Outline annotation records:
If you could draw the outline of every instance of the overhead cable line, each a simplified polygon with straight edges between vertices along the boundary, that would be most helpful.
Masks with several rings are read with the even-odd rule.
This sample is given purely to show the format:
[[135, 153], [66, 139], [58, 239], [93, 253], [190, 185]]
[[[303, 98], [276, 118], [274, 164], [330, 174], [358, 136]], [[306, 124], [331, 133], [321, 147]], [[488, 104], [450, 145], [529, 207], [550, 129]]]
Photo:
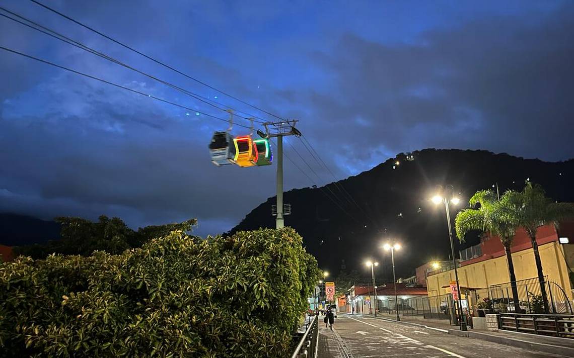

▶ **EXERCISE PROMPT**
Express the lines of the material as a JSON list of strings, one string per line, leaving out blank lines and the pictures.

▶ **RESPONSE FOR THIS EXERCISE**
[
  "If you could draw the outline of every instance of the overhead cable line, each a simplified polygon with straight edges between vertices along the boundary, that would be most helpful.",
  "Masks with several rings are read with the even-odd rule.",
  "This sample is given purely to show the format:",
  "[[135, 153], [66, 139], [58, 239], [93, 253], [190, 185]]",
  "[[[303, 98], [276, 118], [274, 164], [330, 174], [358, 136]], [[306, 124], [331, 133], [321, 147]], [[488, 104], [450, 145], [529, 207], [550, 129]]]",
  "Photo:"
]